**DATA SECTION:**
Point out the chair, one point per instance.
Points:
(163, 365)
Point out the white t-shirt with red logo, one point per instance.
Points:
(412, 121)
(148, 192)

**WORK TO BE COMPLETED:** Repeat the line containing "Point out the white" and all subsequent lines through the final line of the data, exactly and with no others.

**TASK ANSWER:**
Point out the white t-shirt with red logo, one point per instance.
Points:
(412, 121)
(148, 192)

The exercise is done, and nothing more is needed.